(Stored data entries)
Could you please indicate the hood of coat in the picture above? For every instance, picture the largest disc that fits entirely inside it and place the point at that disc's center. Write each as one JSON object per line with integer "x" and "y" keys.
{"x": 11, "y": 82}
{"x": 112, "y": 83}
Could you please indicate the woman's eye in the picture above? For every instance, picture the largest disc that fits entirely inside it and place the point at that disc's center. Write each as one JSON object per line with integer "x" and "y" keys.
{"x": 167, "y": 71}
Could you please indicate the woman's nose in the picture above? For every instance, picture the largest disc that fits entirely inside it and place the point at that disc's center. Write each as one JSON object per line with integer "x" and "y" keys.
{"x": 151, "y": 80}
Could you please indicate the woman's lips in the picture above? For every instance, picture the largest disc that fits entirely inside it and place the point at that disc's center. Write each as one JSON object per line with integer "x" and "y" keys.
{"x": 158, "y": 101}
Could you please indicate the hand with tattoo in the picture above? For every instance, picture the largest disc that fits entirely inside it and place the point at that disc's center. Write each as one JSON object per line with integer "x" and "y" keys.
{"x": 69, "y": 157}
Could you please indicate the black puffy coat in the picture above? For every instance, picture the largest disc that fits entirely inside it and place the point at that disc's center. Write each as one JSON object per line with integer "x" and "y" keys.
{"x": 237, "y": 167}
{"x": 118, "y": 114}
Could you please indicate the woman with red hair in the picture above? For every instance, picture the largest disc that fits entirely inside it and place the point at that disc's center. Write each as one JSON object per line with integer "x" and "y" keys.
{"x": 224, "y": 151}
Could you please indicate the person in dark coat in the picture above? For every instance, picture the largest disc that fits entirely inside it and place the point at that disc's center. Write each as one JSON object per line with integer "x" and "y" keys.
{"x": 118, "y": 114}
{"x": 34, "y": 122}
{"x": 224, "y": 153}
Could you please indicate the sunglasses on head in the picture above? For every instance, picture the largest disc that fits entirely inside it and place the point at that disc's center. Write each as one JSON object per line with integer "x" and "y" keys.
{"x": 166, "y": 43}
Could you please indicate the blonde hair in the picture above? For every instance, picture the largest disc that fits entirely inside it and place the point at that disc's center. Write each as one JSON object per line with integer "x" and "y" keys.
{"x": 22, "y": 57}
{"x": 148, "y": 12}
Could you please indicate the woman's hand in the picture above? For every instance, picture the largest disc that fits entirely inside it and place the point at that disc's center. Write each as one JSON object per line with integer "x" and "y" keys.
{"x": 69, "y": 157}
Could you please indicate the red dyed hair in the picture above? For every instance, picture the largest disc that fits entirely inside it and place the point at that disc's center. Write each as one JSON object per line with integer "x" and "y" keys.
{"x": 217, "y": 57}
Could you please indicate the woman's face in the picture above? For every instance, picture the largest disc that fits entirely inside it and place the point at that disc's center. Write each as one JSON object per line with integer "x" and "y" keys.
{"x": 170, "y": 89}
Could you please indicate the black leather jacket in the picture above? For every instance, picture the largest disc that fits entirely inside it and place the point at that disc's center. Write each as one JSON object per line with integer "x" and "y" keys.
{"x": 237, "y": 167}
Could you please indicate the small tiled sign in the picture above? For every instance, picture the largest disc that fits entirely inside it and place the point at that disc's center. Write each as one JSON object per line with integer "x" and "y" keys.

WHAT YOU WILL DO —
Each entry should be duplicated exactly as it was given.

EXERCISE RESULT —
Could you please indicate the hood of coat in the picture above? For every instance, picture the largest disc that fits entirely inside it and place the point at that disc's center. Write each as one JSON object per line with integer "x" and "y" keys.
{"x": 11, "y": 82}
{"x": 112, "y": 83}
Could you please indicate the woman's eye in the picture above? For every instance, picture the largest disc that fits entirely inside it and place the point at that disc's center. Write each as one JSON object per line with integer "x" and "y" keys.
{"x": 167, "y": 71}
Could you please indicate the woman's nose in the picture above? For every instance, picture the largest disc that fits entirely inside it and place the point at that disc's center. Write each as one JSON object per line with integer "x" and "y" keys.
{"x": 151, "y": 80}
Could you please indicate the woman's lips in the picture above? For every instance, picture the largest disc that fits entirely inside it and place the point at that disc's center. Write each as one JSON object per line with integer "x" and "y" keys.
{"x": 158, "y": 101}
Could you please indicate the hand with tattoo in the picture above? For every instance, picture the largest disc that fits entirely inside it and place the point at that disc's center. Write each as one JSON object per line with integer "x" and "y" keys.
{"x": 69, "y": 157}
Could you please indicate the black puffy coat in the picture above? For every instance, picture the largest disc that fits entirely inside it and place the point at that disc's center. Write each as one JSON object per line with integer "x" and "y" keys.
{"x": 237, "y": 167}
{"x": 118, "y": 114}
Could you please indicate the woman with red hair in the picture above? For every instance, picture the largest disc that fits entirely inside it and place the point at that disc's center. Write each as one JSON object per line with integer "x" and "y" keys.
{"x": 224, "y": 151}
Could you please indicate the person in dark coat in the picture above? For every instance, picture the largest disc that fits entirely inside it and place the point at that disc's center. Write each as one JSON object per line with integer "x" and "y" keys.
{"x": 118, "y": 114}
{"x": 34, "y": 122}
{"x": 224, "y": 153}
Could you please indicate the sunglasses on head in the picture above? For every instance, picture the largest disc that fits entirely inside it and place the point at that disc's center. Write each as one JSON object per line with integer "x" and "y" keys.
{"x": 166, "y": 43}
Could you please indicate the blonde hair in the picture above? For every instance, picture the largest disc that fits entirely inside it and place the point at that disc's center. Write each as one JSON object per line with integer "x" and "y" keys.
{"x": 22, "y": 57}
{"x": 148, "y": 12}
Could you please indicate the woman's hand in the picture above? For every instance, picture the largest disc that fits entirely inside it and place the point at that disc's center. Write each as one JSON object per line with integer "x" and "y" keys.
{"x": 69, "y": 157}
Could you please indicate the red dyed hair in the picture above? For every instance, picture the largest disc that fits entirely inside it and place the point at that disc's center. Write each as one JSON object per line with integer "x" and "y" keys.
{"x": 217, "y": 57}
Could you please indicate the woman's face in the picture above? For every instance, picture the largest disc that fits entirely inside it and place the point at that disc's center. Write each as one JSON object per line with integer "x" and "y" keys.
{"x": 170, "y": 89}
Could you please indicate the black leather jacket in the picture above? For every instance, picture the largest disc that fits entirely inside it and place the point at that disc's center. Write each as one JSON object per line with integer "x" and "y" keys.
{"x": 237, "y": 167}
Could you please indicate the small tiled sign in the picture above? For every instance, picture the largest disc that fits entirely inside it and place the point at that disc's center. Write each as one JSON object per line with integer "x" and "y" keys.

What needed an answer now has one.